** EXERCISE AIM **
Each entry below needs to be copied exactly, with nothing dropped.

** SUPPLIED RECORDS **
------------------------
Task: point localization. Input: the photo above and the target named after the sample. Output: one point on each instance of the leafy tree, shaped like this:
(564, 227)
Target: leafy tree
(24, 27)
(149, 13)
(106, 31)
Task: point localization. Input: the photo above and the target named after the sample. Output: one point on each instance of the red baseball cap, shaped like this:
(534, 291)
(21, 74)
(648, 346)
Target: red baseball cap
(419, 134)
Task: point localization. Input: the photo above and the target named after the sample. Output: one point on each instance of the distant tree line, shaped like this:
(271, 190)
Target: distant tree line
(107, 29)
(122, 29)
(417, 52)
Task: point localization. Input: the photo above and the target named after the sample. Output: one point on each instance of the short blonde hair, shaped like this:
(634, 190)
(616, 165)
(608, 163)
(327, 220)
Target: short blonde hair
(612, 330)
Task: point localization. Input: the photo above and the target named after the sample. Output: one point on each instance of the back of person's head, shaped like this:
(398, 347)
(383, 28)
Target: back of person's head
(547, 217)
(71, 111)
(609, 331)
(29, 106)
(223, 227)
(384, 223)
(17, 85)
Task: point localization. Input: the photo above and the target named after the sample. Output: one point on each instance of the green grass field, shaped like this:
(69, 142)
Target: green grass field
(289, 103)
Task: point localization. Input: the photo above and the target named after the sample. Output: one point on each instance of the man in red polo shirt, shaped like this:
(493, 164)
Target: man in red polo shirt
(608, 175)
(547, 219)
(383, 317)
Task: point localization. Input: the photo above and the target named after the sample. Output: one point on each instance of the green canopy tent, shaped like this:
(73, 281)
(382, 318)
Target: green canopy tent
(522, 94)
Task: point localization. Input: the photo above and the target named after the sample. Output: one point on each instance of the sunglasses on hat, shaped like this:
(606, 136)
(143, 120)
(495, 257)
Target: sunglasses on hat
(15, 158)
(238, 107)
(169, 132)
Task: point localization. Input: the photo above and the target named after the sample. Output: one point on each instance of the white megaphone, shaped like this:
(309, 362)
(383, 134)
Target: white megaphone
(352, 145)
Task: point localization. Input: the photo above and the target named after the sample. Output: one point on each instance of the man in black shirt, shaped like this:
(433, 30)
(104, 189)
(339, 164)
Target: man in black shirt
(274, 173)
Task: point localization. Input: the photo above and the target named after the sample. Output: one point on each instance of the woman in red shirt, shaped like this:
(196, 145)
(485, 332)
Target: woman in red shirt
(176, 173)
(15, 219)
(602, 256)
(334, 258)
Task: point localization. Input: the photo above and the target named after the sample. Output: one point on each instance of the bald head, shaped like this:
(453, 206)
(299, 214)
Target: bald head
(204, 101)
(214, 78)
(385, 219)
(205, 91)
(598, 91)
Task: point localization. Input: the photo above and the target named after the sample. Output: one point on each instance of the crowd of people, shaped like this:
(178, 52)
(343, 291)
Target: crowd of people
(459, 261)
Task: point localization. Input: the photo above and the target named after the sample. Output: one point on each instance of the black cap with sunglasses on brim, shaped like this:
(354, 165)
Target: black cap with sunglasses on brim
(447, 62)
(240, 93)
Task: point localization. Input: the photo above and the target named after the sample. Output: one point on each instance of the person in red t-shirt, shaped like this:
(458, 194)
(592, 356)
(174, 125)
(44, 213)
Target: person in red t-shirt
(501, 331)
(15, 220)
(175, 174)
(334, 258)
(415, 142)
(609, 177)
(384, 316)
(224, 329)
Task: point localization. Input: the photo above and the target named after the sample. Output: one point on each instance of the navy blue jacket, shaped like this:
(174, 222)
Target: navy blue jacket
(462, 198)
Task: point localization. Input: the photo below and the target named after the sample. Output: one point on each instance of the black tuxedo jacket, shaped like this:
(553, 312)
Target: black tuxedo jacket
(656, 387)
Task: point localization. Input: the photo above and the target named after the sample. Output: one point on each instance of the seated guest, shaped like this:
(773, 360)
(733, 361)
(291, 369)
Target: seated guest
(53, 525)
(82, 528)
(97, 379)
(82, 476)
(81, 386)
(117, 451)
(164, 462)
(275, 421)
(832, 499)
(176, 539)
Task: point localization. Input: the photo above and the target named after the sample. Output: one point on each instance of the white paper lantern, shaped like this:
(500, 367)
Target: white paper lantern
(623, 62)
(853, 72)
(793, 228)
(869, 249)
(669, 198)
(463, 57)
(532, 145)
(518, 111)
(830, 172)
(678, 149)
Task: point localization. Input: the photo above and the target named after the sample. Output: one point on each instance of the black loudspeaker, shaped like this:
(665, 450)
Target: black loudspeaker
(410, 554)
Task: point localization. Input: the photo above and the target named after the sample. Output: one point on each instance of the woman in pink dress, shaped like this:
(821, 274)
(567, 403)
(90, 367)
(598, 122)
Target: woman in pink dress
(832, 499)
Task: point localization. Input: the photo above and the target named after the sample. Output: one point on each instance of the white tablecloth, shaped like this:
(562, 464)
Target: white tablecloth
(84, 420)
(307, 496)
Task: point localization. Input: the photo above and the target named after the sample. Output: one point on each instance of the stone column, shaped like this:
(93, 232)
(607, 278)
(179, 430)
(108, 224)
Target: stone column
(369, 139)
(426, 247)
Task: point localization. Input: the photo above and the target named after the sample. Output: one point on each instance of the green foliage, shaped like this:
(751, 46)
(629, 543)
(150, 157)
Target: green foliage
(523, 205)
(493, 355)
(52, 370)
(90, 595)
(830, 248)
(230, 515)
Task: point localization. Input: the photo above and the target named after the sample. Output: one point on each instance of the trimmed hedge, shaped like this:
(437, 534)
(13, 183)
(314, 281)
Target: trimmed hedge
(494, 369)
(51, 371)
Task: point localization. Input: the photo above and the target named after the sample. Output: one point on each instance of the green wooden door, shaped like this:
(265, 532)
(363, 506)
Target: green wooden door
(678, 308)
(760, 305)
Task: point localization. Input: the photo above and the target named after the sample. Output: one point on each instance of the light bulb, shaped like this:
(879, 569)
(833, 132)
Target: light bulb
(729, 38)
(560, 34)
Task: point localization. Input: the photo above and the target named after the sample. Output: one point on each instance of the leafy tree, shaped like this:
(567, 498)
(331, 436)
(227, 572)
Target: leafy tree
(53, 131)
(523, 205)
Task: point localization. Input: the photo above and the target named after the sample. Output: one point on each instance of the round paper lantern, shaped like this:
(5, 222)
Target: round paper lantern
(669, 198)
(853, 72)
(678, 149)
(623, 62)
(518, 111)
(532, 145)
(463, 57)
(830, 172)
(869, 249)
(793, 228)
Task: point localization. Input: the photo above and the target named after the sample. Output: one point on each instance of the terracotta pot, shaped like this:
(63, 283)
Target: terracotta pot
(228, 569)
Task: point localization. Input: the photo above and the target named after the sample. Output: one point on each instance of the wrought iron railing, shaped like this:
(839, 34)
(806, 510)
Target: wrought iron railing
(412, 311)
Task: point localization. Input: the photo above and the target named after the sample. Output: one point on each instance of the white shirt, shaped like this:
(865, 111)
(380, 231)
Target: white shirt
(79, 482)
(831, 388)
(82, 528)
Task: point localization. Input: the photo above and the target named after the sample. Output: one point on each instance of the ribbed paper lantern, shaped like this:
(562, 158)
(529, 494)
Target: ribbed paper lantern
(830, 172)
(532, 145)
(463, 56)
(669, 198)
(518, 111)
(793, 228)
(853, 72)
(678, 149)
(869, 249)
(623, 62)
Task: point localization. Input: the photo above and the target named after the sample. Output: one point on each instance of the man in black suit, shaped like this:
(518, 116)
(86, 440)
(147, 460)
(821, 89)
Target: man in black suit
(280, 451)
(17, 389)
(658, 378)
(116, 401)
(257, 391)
------------------------
** RESULT **
Task: point localization. Input: the photo above and the target named after the sample. Output: one point on each instance of the leafy tree, shaped like this:
(564, 227)
Target: leafy tree
(24, 27)
(149, 13)
(106, 31)
Task: point localization. Input: the photo above and the target named after the sample. Output: one point on each instance of the red baseball cap, shaped like this:
(534, 291)
(21, 74)
(648, 346)
Target: red baseball cap
(419, 134)
Task: point localization. Input: the photo above and the target named after the sample. Output: one point on each instance of the distant tree line, shaped like this:
(271, 190)
Target: distant tree line
(107, 29)
(122, 29)
(417, 52)
Task: point localization. Input: the photo above and the target named after the sample. Output: one point on each instance of the short blonde hair, shaped like this:
(634, 190)
(616, 165)
(608, 163)
(327, 220)
Target: short blonde hair
(612, 330)
Task: point localization. Input: the photo above and the target named after the sample. Output: one point on each instance of the back of person's head, shaped like this:
(398, 347)
(383, 28)
Target: back of person's head
(547, 217)
(71, 111)
(609, 331)
(29, 106)
(223, 227)
(384, 223)
(17, 85)
Task: point localization. Input: the photo above and the target named after the sample. Output: one point on each instance of the green grass field, shaped like this:
(69, 142)
Target: green grass field
(289, 103)
Task: point localization. Input: the photo above and the target named after the sample. Output: one point on each instance of the man in red polo shirt, shaped like this:
(493, 164)
Target: man in red polo shirt
(608, 175)
(547, 219)
(383, 317)
Task: point localization. Input: the photo above and the target named after the sample. Output: one point on each instance of the green canopy tent, shaped like this:
(73, 281)
(382, 318)
Target: green canopy tent
(522, 94)
Task: point localization. Input: the photo above and the target named after the sample. Output: one point on each instance of the sunglasses on hat, shaped like this:
(606, 136)
(143, 120)
(495, 257)
Target: sunglasses on hat
(15, 158)
(238, 107)
(169, 132)
Task: point localization. Input: the photo above and the target named after the sample. Output: one point on each instance of the white megaphone, shaped like this:
(309, 362)
(383, 134)
Target: white megaphone
(352, 145)
Task: point localization. Input: the photo above and the target named after the sample. Output: one point on each instance of the man in black shirt, shaped like this:
(433, 30)
(104, 189)
(339, 164)
Target: man in black shirt
(274, 173)
Task: point localization. Input: the photo above and the target named after the sample. Output: one point on each instance of the woman in red shirt, shaped like this:
(196, 145)
(485, 332)
Target: woman in red shirt
(176, 173)
(15, 219)
(602, 256)
(334, 258)
Task: point localization. Input: the photo above and the target named after the sample. Output: one point on each instance of the bald head, shaped like this:
(453, 206)
(299, 214)
Target: bald head
(204, 101)
(214, 78)
(385, 219)
(205, 91)
(598, 91)
Task: point localization. Input: the photo above and the target named after the sample. Output: one point on each instance of the crowd of people, shaped like this:
(178, 52)
(343, 291)
Target: crowd of people
(459, 261)
Task: point localization. Input: the photo above and the target named after the sample. Output: one point on each instance of the black cap with sunglasses on brim, shaped like this:
(354, 165)
Target: black cap with sunglasses on brim
(447, 62)
(240, 93)
Task: point localization. Input: the photo above and the target named after the sample. Output: one point on each instance of the person in red t-shirt, shaped like this:
(458, 194)
(592, 356)
(174, 125)
(44, 213)
Target: person in red t-shirt
(501, 331)
(15, 220)
(175, 174)
(334, 258)
(415, 142)
(609, 177)
(384, 316)
(224, 329)
Task: point localization. Input: the photo above and the target named after the sample. Output: one point on each instance of the navy blue jacket, shaped like this:
(174, 222)
Target: navy blue jacket
(462, 198)
Task: point localization. Input: the photo below and the target named after the sample. Output: one point on each instance of the black tuxedo jacket, shaped like this:
(553, 312)
Target: black tuxedo jacket
(656, 387)
Task: point localization. Input: the photo above and the target named after the sample. Output: one point on each instance of the seated guest, shaped like this:
(773, 360)
(733, 361)
(291, 369)
Target: seated guest
(53, 525)
(82, 528)
(97, 379)
(82, 476)
(81, 386)
(117, 451)
(164, 462)
(275, 421)
(832, 499)
(176, 539)
Task: point localization. Input: the photo above and the target named after the sample. Output: one point on each instance of the white paper lantern, shaped like this:
(500, 367)
Target: white paper lantern
(623, 62)
(853, 72)
(793, 228)
(869, 249)
(669, 198)
(463, 57)
(532, 145)
(518, 111)
(830, 172)
(678, 149)
Task: point localization. Input: the photo above and the target named after the sample. Output: one point on each instance of the black loudspeaker, shaped like this:
(665, 450)
Target: black loudspeaker
(410, 554)
Task: point localization. Input: the photo above and the target named after the sample. Output: one point on each instance of the woman in pink dress, shaped like this:
(821, 274)
(567, 403)
(90, 367)
(598, 122)
Target: woman in pink dress
(832, 499)
Task: point localization. Input: the photo above and the target named after the sample. Output: one point on each instance of the white tablecloth, shaped like this:
(562, 464)
Target: white tablecloth
(84, 420)
(307, 496)
Task: point localization. Input: the photo above and the target named after the sample. Output: one point on each instance of the stone column, shaped like this:
(93, 232)
(607, 278)
(179, 430)
(108, 224)
Target: stone column
(369, 139)
(426, 247)
Task: point localization. Input: the photo above and the target named after the sample. Output: one point on each instance of the green foliage, shaped like this:
(751, 46)
(629, 543)
(150, 157)
Target: green foliage
(523, 205)
(493, 355)
(52, 370)
(90, 595)
(830, 248)
(230, 515)
Task: point localization. Input: the photo above and the target named after the sample. Output: one point on each instance of the trimmed hedge, shaped like this:
(437, 534)
(13, 183)
(314, 281)
Target: trimmed hedge
(494, 369)
(51, 371)
Task: point localization. Input: the photo above and the target named after the sample. Output: one point on each instance of the green wooden door, shaped like this:
(265, 532)
(363, 506)
Target: green wooden door
(678, 308)
(760, 305)
Task: point localization. Input: the photo above and the target named after the sample. Output: one point on each instance of the light bulb, shaped like this:
(879, 569)
(833, 132)
Target: light bulb
(729, 38)
(560, 34)
Task: point localization. Input: the photo above and the target named after the sample. Output: one point on each instance of the leafy tree, shaped like this:
(567, 498)
(331, 436)
(227, 572)
Target: leafy tree
(53, 131)
(523, 205)
Task: point localization. Input: the photo above and the target named after the sample. Output: one point on each instance of the round paper lantern, shaped like this:
(5, 222)
Target: round paper lantern
(669, 198)
(853, 72)
(678, 149)
(623, 62)
(518, 111)
(532, 145)
(463, 57)
(830, 172)
(869, 249)
(793, 228)
Task: point localization. Input: the photo above and the target named after the sample. Output: one point on each instance of the terracotta pot, shaped like this:
(63, 283)
Target: terracotta pot
(228, 569)
Task: point localization. Input: the photo above and the target named after the sample. Output: one point on each instance of the wrought iron railing, shaped like this:
(839, 34)
(806, 510)
Target: wrought iron railing
(412, 311)
Task: point localization. Input: the photo above and the target named after the sample. Output: one point on each instance of the white shirt, shaped like this:
(865, 111)
(380, 231)
Target: white shirt
(79, 482)
(831, 388)
(82, 528)
Task: point localization. Input: the photo above and the target named after the sample. Output: one point on each instance of the ribbed paper lantern, shaped like this:
(562, 158)
(529, 494)
Target: ribbed paper lantern
(830, 172)
(532, 145)
(463, 56)
(669, 198)
(518, 111)
(793, 228)
(853, 72)
(678, 149)
(869, 249)
(623, 62)
Task: point localization. Input: the photo above and the target named after the sample. Output: one point on each instance of the man in black suit, shaped like this:
(518, 116)
(86, 440)
(147, 460)
(821, 89)
Target: man in black suit
(280, 451)
(17, 389)
(658, 378)
(116, 401)
(257, 391)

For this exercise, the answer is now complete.